◆ **Exercise objective**
Gather every line in the items below that contains the string "porch" and copy each of those lines out.

── Dataset rows ──

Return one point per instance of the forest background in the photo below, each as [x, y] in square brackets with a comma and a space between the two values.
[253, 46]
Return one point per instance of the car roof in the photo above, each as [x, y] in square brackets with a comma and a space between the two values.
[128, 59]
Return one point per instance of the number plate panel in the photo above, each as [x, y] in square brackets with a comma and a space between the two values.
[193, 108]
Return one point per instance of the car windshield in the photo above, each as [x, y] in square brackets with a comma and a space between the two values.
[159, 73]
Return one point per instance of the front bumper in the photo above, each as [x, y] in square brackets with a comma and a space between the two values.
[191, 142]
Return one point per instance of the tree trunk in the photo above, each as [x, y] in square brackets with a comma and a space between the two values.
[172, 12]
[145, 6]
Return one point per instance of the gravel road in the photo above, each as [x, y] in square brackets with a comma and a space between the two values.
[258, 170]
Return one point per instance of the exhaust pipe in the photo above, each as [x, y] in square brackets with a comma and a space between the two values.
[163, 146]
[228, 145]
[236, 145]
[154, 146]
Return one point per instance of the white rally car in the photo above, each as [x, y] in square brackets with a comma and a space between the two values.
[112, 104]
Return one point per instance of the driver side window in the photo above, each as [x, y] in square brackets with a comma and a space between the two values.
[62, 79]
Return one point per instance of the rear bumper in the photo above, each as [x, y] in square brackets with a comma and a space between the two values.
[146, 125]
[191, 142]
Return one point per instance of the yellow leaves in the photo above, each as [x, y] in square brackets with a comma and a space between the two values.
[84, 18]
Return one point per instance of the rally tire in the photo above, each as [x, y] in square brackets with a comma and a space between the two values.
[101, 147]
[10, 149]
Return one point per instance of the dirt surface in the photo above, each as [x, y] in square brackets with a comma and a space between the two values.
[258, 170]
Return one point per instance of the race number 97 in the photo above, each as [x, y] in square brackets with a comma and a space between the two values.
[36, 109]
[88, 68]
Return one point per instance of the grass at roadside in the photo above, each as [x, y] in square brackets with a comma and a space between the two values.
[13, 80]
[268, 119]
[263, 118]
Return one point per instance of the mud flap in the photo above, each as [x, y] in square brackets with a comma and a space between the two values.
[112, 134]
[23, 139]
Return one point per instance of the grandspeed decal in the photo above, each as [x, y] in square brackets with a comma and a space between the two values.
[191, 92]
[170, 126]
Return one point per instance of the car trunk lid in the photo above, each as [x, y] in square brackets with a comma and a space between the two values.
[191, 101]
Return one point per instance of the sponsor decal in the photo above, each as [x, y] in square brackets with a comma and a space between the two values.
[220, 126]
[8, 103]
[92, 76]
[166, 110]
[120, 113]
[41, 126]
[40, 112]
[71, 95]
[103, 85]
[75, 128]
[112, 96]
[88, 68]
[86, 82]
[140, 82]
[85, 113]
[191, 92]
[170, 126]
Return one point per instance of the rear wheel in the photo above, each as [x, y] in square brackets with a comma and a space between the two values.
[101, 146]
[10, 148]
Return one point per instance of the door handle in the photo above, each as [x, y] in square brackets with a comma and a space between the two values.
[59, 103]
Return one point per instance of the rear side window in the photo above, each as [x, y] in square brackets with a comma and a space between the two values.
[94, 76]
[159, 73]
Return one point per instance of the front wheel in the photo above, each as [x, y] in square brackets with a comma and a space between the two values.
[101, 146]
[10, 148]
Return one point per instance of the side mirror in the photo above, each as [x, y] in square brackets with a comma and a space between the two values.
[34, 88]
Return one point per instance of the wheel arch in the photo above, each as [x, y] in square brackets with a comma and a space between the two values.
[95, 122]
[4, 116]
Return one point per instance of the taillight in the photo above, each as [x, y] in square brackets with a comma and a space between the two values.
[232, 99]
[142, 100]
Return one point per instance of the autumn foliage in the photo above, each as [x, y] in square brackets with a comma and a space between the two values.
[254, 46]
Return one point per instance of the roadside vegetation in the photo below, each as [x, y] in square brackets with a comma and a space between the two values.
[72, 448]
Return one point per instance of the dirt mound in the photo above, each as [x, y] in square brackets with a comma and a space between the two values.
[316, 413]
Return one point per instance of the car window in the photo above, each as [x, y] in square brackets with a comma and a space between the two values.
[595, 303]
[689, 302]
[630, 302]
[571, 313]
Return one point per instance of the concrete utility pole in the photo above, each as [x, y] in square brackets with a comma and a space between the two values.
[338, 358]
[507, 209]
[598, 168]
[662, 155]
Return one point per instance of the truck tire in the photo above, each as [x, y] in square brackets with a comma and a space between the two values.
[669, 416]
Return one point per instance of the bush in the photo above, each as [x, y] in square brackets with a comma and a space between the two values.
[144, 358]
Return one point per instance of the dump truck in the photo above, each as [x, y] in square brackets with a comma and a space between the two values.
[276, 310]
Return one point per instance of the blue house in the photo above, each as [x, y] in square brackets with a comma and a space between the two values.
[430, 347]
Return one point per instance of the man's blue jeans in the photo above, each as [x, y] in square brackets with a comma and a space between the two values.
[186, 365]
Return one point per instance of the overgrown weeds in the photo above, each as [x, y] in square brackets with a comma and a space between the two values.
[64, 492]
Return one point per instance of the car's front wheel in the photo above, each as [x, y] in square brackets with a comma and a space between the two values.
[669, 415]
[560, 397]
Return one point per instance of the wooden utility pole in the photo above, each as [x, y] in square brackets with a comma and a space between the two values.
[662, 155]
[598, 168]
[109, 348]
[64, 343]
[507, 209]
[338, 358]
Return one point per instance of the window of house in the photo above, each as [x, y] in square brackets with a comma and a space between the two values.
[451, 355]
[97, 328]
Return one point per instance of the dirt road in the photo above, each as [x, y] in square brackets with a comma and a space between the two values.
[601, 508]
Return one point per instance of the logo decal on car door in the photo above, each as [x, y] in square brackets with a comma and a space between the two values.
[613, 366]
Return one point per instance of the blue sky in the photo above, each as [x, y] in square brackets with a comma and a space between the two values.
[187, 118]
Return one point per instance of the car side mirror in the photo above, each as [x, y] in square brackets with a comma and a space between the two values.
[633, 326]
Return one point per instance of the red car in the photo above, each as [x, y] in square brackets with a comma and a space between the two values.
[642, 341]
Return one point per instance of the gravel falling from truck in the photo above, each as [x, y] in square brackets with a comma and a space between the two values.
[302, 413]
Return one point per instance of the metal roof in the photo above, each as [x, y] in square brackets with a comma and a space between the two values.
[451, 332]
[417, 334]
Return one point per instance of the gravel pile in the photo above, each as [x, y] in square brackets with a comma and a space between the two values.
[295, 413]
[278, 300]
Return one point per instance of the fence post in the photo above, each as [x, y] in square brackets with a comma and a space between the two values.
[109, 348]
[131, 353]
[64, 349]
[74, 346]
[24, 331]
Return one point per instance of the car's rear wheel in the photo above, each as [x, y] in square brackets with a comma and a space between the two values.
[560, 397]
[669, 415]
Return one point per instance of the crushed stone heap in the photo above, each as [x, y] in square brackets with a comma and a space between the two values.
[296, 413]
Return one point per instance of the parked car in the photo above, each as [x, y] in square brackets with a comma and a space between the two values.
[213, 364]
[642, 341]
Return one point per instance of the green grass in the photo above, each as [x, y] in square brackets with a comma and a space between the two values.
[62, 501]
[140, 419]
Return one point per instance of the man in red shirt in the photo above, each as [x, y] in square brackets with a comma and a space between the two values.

───
── Dataset rows ──

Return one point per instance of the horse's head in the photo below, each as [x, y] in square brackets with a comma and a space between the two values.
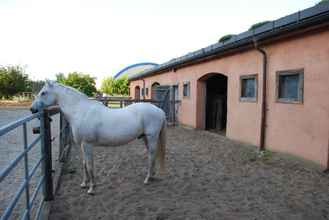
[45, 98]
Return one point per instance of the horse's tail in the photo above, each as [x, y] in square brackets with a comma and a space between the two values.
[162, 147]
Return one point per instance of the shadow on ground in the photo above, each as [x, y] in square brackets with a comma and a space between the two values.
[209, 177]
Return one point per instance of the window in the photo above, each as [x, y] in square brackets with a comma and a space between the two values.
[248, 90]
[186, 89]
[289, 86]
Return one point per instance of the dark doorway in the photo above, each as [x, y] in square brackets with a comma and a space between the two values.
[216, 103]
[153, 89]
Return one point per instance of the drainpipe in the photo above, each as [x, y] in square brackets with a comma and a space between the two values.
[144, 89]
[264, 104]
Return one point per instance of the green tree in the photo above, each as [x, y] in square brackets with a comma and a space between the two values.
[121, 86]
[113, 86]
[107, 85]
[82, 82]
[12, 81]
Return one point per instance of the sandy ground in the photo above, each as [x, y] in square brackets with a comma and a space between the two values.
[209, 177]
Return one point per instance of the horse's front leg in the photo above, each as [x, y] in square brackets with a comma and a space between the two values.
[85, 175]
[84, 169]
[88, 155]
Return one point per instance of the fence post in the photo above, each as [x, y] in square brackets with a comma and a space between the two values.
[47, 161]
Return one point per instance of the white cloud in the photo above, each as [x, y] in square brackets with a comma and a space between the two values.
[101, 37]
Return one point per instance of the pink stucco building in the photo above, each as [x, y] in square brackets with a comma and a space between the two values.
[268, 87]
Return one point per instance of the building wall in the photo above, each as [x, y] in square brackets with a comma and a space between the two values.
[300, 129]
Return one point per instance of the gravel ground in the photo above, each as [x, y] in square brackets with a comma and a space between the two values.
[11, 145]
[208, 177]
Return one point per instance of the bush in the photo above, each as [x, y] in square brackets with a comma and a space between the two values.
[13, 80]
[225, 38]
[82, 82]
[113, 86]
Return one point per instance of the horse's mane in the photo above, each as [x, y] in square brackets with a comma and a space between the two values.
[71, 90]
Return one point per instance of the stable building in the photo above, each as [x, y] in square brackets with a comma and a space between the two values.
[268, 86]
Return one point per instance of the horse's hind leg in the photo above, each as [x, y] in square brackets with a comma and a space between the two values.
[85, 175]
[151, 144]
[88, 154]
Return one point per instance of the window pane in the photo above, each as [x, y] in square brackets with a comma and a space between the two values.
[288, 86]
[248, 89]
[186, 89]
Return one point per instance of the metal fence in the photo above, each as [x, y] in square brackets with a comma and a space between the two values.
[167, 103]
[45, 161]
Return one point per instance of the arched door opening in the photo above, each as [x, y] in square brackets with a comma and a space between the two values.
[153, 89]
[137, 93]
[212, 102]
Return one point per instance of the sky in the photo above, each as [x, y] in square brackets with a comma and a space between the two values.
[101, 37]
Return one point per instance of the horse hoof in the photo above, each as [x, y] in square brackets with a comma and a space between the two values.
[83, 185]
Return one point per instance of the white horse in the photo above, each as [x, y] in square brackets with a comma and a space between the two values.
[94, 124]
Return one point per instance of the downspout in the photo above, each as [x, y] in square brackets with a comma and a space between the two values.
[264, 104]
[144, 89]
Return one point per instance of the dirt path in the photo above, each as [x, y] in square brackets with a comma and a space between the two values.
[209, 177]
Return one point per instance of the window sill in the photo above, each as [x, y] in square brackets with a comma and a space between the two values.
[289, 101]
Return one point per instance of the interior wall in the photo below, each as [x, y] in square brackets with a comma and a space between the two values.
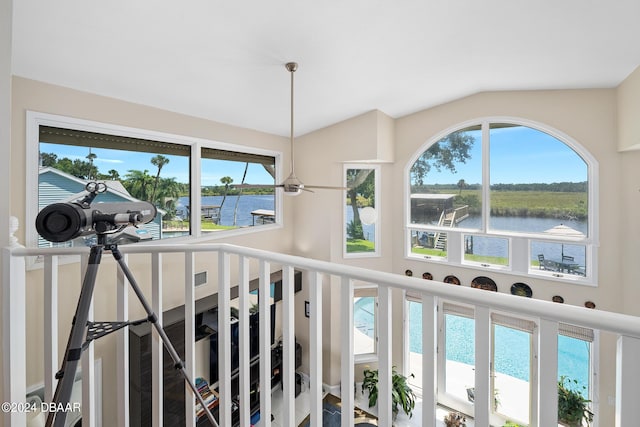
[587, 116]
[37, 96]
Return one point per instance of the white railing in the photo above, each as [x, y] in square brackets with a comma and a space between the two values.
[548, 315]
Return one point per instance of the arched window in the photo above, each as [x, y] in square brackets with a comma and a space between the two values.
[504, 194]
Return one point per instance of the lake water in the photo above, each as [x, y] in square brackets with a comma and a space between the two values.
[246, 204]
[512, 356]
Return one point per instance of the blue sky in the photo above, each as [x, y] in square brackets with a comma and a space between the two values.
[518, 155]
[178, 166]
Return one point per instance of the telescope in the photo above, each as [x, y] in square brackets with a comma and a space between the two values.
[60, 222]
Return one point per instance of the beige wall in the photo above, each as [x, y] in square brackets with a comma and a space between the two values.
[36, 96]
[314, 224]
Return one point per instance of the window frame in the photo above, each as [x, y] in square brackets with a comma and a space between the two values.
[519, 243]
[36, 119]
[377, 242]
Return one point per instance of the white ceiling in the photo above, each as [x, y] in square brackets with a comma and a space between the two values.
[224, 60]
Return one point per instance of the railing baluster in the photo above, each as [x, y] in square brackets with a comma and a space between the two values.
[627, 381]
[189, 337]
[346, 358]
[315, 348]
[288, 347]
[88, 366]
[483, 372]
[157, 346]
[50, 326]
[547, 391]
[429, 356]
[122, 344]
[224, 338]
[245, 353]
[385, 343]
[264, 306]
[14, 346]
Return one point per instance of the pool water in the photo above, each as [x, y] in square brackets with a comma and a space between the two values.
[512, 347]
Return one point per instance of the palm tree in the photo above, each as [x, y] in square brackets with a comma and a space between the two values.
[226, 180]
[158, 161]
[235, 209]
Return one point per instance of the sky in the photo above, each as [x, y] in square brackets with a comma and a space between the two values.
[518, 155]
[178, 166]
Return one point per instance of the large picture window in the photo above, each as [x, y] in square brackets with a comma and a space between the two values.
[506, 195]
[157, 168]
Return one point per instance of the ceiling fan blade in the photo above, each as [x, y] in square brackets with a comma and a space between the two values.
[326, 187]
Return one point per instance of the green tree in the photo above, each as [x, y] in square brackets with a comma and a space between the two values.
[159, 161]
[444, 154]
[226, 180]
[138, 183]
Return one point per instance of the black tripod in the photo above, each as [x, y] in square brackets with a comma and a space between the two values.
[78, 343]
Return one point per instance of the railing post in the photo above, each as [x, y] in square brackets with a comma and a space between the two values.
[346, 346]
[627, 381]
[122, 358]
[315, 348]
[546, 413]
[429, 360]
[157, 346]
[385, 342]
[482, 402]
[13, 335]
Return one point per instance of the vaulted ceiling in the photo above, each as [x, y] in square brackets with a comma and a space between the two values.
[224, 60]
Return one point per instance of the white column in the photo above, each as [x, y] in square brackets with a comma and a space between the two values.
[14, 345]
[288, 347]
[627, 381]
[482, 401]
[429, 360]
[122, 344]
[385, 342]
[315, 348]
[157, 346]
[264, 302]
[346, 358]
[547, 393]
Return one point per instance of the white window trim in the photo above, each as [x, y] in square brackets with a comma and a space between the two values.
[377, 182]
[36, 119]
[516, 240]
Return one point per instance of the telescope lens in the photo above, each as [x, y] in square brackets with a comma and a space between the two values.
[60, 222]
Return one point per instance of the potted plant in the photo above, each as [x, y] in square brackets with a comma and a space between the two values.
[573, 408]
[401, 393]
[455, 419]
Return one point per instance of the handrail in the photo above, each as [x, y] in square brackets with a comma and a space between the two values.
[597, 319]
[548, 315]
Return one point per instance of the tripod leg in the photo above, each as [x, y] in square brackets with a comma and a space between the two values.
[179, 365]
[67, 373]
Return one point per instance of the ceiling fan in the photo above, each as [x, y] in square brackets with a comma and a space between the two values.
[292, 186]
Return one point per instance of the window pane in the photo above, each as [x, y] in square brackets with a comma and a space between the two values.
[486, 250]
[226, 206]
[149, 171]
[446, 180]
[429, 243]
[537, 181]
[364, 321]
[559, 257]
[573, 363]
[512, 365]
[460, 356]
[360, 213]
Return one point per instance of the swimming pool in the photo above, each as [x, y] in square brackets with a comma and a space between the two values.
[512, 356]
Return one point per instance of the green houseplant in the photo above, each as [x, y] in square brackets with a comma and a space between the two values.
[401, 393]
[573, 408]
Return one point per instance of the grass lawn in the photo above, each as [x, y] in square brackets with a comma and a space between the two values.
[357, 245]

───
── Dataset rows ──

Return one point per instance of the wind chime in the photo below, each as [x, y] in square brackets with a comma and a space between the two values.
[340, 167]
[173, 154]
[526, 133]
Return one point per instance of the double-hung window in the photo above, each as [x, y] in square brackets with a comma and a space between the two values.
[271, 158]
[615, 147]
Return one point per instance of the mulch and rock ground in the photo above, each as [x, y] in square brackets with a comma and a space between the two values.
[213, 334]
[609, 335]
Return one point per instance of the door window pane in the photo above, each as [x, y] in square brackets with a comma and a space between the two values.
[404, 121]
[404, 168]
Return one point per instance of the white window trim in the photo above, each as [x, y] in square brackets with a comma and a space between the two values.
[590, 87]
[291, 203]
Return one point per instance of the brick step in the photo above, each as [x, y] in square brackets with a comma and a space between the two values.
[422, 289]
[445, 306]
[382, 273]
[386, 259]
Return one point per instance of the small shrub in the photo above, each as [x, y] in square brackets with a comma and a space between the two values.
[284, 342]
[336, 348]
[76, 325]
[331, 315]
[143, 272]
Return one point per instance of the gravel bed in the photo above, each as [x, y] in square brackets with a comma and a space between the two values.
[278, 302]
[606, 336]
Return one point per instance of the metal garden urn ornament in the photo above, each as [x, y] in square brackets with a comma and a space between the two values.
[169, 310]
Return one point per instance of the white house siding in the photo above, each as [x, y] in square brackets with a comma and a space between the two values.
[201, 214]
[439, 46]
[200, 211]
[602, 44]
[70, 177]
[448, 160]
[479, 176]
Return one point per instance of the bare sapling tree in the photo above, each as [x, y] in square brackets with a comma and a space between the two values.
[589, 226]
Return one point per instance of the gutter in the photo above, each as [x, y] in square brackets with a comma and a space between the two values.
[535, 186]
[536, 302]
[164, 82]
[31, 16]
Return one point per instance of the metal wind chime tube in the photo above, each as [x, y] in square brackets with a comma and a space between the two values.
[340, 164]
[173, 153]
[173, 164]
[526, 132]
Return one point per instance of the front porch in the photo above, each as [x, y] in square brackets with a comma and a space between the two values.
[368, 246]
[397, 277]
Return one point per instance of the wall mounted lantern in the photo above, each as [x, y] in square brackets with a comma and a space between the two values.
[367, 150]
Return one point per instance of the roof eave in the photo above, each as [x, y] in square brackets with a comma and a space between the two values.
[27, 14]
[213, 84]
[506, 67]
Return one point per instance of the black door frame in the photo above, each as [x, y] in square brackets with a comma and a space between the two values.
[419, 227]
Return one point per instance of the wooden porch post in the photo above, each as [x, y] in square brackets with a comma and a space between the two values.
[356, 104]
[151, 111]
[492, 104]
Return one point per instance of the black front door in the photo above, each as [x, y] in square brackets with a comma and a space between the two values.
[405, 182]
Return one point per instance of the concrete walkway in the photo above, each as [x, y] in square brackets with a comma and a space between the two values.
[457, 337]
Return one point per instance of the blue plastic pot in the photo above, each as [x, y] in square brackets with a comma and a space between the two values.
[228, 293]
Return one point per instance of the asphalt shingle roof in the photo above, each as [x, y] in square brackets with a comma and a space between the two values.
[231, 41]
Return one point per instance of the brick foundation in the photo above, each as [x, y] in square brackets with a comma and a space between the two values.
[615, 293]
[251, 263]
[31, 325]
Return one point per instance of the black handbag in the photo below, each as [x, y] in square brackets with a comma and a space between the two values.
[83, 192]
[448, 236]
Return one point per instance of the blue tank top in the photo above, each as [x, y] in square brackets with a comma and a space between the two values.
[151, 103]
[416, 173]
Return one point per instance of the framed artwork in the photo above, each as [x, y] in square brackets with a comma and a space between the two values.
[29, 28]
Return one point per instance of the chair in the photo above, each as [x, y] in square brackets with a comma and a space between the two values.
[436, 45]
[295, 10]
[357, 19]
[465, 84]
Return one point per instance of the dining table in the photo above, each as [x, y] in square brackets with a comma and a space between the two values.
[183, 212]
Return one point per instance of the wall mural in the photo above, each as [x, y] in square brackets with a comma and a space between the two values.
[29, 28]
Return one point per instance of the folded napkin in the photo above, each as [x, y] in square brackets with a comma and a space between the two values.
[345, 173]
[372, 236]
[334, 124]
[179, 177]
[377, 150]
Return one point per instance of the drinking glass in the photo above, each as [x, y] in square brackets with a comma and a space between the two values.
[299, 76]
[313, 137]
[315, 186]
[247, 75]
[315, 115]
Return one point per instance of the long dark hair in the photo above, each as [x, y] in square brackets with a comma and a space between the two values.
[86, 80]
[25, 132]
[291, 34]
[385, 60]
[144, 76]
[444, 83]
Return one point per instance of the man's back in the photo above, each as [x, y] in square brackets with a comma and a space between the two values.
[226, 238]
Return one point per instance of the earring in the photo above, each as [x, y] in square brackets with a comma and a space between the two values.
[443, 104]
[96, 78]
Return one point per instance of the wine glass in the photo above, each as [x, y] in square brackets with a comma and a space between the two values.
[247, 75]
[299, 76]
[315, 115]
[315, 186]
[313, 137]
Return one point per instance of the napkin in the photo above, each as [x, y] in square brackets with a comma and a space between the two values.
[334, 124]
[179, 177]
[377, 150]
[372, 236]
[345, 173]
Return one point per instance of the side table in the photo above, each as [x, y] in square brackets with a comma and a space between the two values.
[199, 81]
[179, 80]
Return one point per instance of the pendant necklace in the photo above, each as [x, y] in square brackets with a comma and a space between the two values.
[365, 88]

───

◆ **Exercise response**
Return one point per instance of the front porch in the photo above, each as [x, y] in square brackets with a comma and a space between the two values.
Return one point per instance of the wooden porch post in the photo above, each as [x, y] in square brackets with a comma and a space between the two values.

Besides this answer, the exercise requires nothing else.